# WHAT IS NEEDED
Answer each question using the election analysis below.
1. How many seats did the BJP hold in West Bengal?
2. What was the voter turnout in Tamil Nadu?
3. What monthly aid for women did the DMK campaign on?

# EXTRACT

________________

92.93% of West Bengal voted. They re-elected TMC with 215 seats — the exact number Mamata Banerjee won in 2021.

That isn’t a typo. Five years of fallout from the R.G. Kar Medical College rape-murder case, an Election Commission revision that excluded over 9 million voters, and 15 years of TMC rule produced an outcome identical to the last one. BJP held its 2021 count of 77, too. Exit polls had projected the BJP between 150 and 175 seats. They weren’t close.

Tamil Nadu went the same way. M.K. Stalin’s DMK alliance held a comfortable majority across 234 seats. The wildcard — Thalapathy Vijay’s TVK contesting its first election — captured roughly 23% vote share and most of the first-time voters. It won barely a handful of seats. Star power doesn’t build a ground machine.

What Record Turnout Actually Meant

85.1% in Tamil Nadu. 92.93% in West Bengal. Both records.

The conventional read on record turnout is anti-incumbency — angry voters lining up to throw the government out. That isn’t what happened. Bengal punished no one for R.G. Kar. Tamil Nadu didn’t break for the new entrant despite genuine youth enthusiasm. The exit polls that couldn’t agree on a Bengal winner read the wrong signal entirely.

What Voters Actually Bought

Both campaigns leaned hardest on welfare. TMC’s social benefits package. DMK’s ₹1,000 monthly aid for women. Both incumbents asked voters to weigh stability against change. Both got the answer they wanted.

The real insight isn’t that incumbents won. It’s that they won by replicating their last mandate almost exactly. Bengal returned the 2021 scoreboard down to the seat. Tamil Nadu held its 2021 alliance dominance. The fragmentation pundits expected from TVK rerouted votes — but mostly away from AIADMK, not the ruling DMK. The anti-incumbency story everyone wrote — TMC fatigue, R.G. Kar backlash, DMK governance complaints — turned out to be a story written for a different audience.

The new state governments inherit a below-normal monsoon they didn’t campaign on. What voters wanted changed wasn’t the government. It was the assumption that they’d want to.

________________

# DATA FOR ANALYSIS
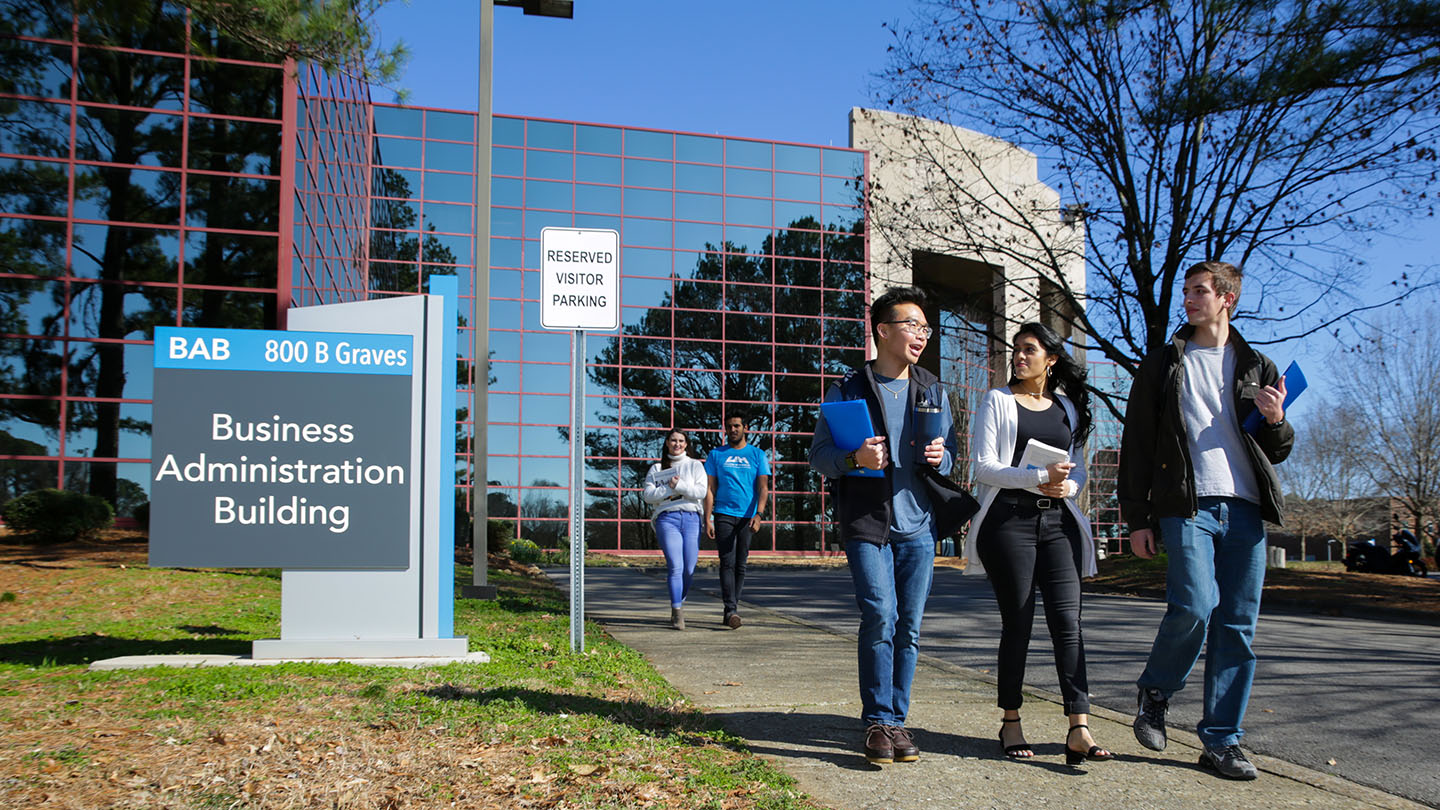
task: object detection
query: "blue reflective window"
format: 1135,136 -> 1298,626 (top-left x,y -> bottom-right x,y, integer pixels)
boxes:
490,147 -> 526,177
490,117 -> 526,146
775,200 -> 819,228
675,163 -> 724,193
675,221 -> 724,251
821,177 -> 860,205
625,189 -> 672,219
724,197 -> 770,225
490,177 -> 524,208
625,130 -> 674,160
526,121 -> 575,151
625,159 -> 675,189
374,137 -> 420,169
724,223 -> 770,254
526,148 -> 575,180
423,203 -> 472,233
526,180 -> 575,210
425,172 -> 475,203
675,135 -> 724,163
523,331 -> 570,363
490,208 -> 520,236
490,239 -> 521,266
775,172 -> 821,200
526,206 -> 573,237
621,216 -> 670,248
724,169 -> 772,197
675,193 -> 724,222
425,110 -> 475,143
824,205 -> 864,231
575,125 -> 621,154
621,275 -> 671,307
575,154 -> 621,186
724,138 -> 770,169
490,269 -> 520,298
374,105 -> 420,138
825,148 -> 865,177
575,213 -> 621,232
420,233 -> 475,264
621,248 -> 670,275
575,183 -> 621,213
775,144 -> 819,174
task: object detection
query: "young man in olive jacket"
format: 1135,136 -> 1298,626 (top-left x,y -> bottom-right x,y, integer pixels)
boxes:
809,287 -> 975,762
1119,261 -> 1295,780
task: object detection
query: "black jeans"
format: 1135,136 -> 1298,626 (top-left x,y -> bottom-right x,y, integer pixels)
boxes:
714,512 -> 750,615
975,493 -> 1090,715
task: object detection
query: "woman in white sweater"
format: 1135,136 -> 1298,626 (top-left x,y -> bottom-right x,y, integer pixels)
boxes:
641,430 -> 707,630
966,323 -> 1112,765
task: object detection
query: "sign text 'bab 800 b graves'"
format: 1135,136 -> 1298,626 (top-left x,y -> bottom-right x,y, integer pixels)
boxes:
540,228 -> 621,330
150,327 -> 415,569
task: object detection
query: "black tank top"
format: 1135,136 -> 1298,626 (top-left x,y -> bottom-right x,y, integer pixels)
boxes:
1009,401 -> 1070,467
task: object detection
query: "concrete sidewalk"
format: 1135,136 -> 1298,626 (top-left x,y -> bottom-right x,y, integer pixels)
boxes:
549,568 -> 1423,810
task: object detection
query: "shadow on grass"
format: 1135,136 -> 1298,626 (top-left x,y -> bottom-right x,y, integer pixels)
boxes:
0,628 -> 251,666
423,683 -> 731,751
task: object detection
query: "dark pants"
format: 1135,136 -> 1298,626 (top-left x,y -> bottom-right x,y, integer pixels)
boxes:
975,496 -> 1090,715
714,512 -> 750,615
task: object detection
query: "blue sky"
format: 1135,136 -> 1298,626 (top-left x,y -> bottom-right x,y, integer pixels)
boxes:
376,0 -> 1434,415
377,0 -> 892,146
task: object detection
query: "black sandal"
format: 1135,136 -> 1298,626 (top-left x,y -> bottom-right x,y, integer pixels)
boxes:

________________

# ANSWER BOX
1. 77
2. 85.1%
3. ₹1,000